# SELECTION:
* * * *
Election Day 2014 is about a year away, so naturally political junkies across the political spectrum want to know…what’s up with Independents?

First, a brief recap of the “Independent vote” over the last decade. In the last five Congressional elections, according to national exit polls, majorities of Independents have voted for Congressional candidates from the opposite party of the incumbent President.

In 2004, 2006, and 2008 more Independents voted for Democrats in the Congressional elections and supported Kerry (’04) and Obama (’08). In 2010 and 2012 Independents voted for Republicans in the Congressional elections and supported Romney (’12).

chart 1

But, what about 2014…

  • Will Independents vote even more heavily for Republicans than in 2012 or will the margin continue to taper off, as it did from 2010 to 2012?
  • Will President Obama help or hurt Democrat candidates among Independent voters in 2014?
  • Aren’t today’s Independents just yesterday’s Republican voters?
* * * *
# COMPLETE THE FOLLOWING:
1) Extract each line of the listing below that contains the string "window", treating uppercase and lowercase as distinct.
2) Carry on the commentary about Independent voters and the 2014 election, picking up right after its final line.

(Object point labels)
* * * *
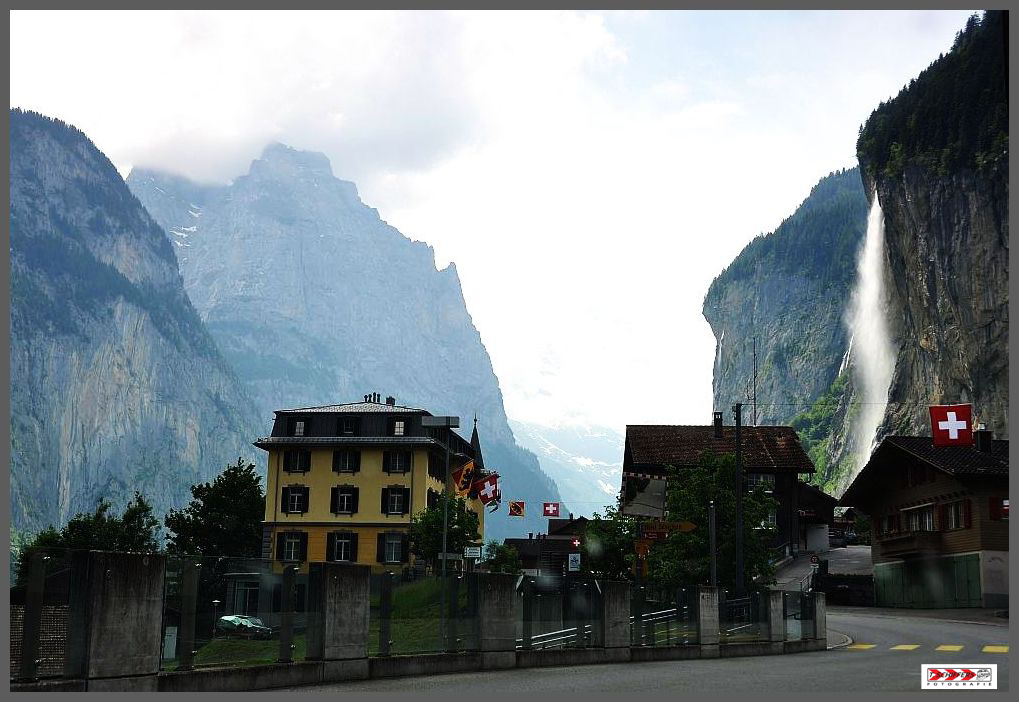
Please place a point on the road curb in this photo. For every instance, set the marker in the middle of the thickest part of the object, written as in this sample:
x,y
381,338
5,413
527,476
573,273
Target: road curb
x,y
847,640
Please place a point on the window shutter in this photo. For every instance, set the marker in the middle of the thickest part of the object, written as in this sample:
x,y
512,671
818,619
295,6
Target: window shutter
x,y
995,507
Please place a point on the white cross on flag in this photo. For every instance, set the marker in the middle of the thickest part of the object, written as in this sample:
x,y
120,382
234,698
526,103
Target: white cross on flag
x,y
488,489
952,425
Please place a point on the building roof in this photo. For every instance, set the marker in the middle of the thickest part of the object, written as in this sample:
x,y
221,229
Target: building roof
x,y
355,408
961,462
763,449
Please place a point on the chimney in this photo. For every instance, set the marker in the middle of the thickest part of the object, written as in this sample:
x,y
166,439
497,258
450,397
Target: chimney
x,y
983,439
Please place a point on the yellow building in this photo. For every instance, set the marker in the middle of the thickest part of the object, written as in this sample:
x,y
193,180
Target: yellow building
x,y
343,481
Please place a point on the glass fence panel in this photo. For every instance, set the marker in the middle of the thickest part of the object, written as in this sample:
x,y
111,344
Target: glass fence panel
x,y
40,595
663,617
743,618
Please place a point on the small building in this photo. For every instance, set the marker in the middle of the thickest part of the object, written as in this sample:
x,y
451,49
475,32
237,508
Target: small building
x,y
939,522
770,455
343,481
544,554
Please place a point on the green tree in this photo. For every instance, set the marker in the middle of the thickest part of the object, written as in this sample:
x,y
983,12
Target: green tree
x,y
683,558
136,530
607,546
426,529
501,558
224,517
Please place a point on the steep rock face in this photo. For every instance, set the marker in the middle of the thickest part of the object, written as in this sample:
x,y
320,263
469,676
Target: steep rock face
x,y
789,289
314,299
115,384
937,156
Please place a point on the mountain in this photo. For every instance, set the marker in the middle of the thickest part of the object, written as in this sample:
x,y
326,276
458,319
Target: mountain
x,y
115,384
586,463
937,157
314,300
789,289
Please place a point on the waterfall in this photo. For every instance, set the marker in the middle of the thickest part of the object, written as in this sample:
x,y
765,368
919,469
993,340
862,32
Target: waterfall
x,y
872,356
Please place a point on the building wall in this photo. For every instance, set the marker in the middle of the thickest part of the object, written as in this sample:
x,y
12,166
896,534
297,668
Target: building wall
x,y
368,522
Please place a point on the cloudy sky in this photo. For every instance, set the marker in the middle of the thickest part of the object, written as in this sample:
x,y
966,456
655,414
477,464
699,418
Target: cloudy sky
x,y
589,172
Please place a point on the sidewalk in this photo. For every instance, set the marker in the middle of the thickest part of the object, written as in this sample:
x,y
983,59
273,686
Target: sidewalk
x,y
967,614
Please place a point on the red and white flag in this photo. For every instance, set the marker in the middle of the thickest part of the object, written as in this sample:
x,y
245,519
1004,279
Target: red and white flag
x,y
487,489
952,425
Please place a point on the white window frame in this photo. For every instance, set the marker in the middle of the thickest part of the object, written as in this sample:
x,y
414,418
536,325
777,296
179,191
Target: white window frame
x,y
344,540
395,505
393,542
340,494
291,547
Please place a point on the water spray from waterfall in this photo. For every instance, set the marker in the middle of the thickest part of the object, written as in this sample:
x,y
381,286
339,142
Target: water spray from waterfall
x,y
872,358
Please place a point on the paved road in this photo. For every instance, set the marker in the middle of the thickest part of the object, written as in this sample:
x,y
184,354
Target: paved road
x,y
869,665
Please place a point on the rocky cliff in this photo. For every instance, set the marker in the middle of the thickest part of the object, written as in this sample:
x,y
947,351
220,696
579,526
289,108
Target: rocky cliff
x,y
789,289
937,157
115,384
314,299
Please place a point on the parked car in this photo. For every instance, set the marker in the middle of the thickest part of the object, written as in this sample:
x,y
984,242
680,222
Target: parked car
x,y
244,627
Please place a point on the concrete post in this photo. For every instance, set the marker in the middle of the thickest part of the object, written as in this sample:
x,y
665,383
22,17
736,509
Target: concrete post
x,y
615,613
115,619
707,621
496,624
339,597
820,617
32,629
190,572
286,613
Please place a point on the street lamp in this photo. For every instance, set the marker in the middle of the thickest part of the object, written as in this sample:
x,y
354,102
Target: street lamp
x,y
449,423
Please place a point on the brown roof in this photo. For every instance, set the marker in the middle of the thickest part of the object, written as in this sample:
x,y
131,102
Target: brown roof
x,y
965,462
763,449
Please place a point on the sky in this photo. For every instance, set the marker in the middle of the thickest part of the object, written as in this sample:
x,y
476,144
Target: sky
x,y
589,173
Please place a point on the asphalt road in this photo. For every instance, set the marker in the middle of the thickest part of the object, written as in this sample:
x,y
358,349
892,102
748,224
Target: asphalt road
x,y
870,664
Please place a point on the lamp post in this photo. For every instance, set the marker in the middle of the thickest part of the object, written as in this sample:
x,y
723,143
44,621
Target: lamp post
x,y
449,423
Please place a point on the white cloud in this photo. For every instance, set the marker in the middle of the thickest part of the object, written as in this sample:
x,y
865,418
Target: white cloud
x,y
589,173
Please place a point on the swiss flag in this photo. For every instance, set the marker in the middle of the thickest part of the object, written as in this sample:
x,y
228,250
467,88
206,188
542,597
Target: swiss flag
x,y
487,489
952,425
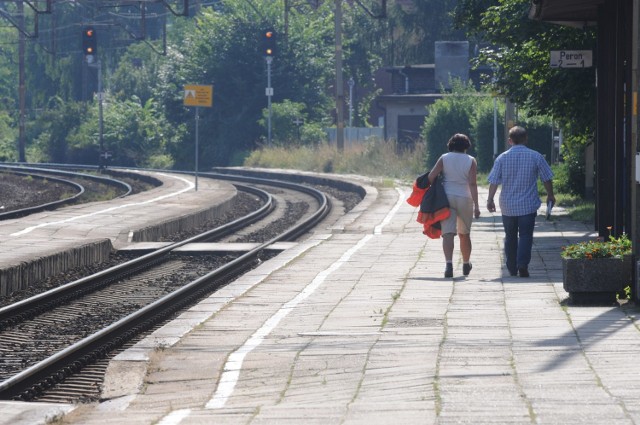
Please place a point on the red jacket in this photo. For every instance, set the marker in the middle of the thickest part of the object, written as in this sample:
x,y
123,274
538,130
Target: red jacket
x,y
433,203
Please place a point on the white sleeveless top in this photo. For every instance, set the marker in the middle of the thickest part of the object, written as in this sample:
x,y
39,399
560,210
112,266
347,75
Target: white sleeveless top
x,y
455,172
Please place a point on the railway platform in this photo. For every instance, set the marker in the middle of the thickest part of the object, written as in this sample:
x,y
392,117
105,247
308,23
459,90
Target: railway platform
x,y
357,325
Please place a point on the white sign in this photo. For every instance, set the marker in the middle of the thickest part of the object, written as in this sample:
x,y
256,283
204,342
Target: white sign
x,y
571,58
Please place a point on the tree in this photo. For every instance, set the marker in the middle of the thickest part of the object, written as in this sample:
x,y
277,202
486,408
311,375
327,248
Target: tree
x,y
519,47
223,50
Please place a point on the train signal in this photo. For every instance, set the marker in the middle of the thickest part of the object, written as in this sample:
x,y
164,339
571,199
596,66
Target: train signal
x,y
89,41
269,38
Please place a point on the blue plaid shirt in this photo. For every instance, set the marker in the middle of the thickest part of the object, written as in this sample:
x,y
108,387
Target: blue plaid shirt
x,y
518,169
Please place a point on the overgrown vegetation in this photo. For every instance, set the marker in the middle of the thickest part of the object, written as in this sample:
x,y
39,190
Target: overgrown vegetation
x,y
374,158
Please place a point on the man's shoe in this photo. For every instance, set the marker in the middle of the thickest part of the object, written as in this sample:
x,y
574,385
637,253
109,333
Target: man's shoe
x,y
448,271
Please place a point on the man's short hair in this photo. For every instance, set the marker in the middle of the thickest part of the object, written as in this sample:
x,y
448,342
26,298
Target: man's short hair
x,y
518,135
458,143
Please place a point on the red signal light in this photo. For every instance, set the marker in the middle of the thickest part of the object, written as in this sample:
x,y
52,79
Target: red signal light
x,y
89,41
269,40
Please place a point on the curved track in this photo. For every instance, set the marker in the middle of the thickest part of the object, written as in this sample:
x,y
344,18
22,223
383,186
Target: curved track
x,y
30,382
52,175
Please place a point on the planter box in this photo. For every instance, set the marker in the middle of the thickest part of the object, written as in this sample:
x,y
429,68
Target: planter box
x,y
596,281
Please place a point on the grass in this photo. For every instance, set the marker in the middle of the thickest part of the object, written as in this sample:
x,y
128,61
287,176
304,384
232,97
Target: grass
x,y
372,159
381,160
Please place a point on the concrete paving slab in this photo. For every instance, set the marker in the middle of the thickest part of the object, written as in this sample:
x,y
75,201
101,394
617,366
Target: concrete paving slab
x,y
358,325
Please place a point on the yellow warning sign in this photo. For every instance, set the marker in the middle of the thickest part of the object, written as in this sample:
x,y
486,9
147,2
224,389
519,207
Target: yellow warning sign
x,y
198,96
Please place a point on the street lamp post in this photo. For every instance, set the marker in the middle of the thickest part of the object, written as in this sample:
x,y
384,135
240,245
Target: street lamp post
x,y
351,84
97,65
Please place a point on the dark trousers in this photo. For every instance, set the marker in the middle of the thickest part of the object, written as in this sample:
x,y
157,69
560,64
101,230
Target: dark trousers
x,y
518,240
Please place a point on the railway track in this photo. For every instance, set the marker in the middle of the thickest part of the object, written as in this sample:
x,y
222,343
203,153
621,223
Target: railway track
x,y
52,336
74,181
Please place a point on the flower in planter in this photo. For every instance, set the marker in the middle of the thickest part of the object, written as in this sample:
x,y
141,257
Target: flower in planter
x,y
613,247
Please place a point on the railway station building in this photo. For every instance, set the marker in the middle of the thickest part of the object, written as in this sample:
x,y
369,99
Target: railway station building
x,y
616,155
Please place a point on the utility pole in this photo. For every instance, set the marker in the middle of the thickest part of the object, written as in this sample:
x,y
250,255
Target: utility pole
x,y
339,88
21,87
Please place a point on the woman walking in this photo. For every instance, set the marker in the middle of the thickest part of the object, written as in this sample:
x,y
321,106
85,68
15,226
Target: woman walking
x,y
458,172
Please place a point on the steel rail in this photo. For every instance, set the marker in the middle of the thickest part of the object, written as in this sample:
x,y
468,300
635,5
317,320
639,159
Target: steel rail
x,y
48,205
35,379
30,307
46,169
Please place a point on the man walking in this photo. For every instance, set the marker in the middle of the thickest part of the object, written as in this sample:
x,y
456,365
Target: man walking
x,y
518,170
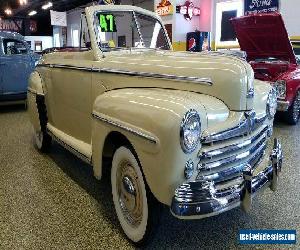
* * * *
# THE RESPONSES:
1)
Please place a point on the window shutter in this photo. For every instance, set the marker in the middle of the thickest part of the object, written as in this sample:
Target: window shutter
Please place a point on the white window frame in this photo. For every instance, set the marker in the middle of the thickest part of the object, written as in this sample:
Target: white window frame

2)
To turn these questions into answers, let’s look at the merge data from the NBC-WSJ surveys conducted in 2010, 2012, and in 2013 among Independents:

Q: Will Independents vote even more heavily for Republicans than in 2012 or will the margin continue to taper off, as it did from 2010 to 2012?
A: Electorally, Independent voters report a stronger preference for a Republican-controlled Congress in 2014 than they did in 2010.

Independents are among the groups with the highest net change in preference for a Republican-controlled Congress from 2012 to 2013.

The margins we have recorded in the summer of 2013 are already a tick higher than the margins in all of 2010.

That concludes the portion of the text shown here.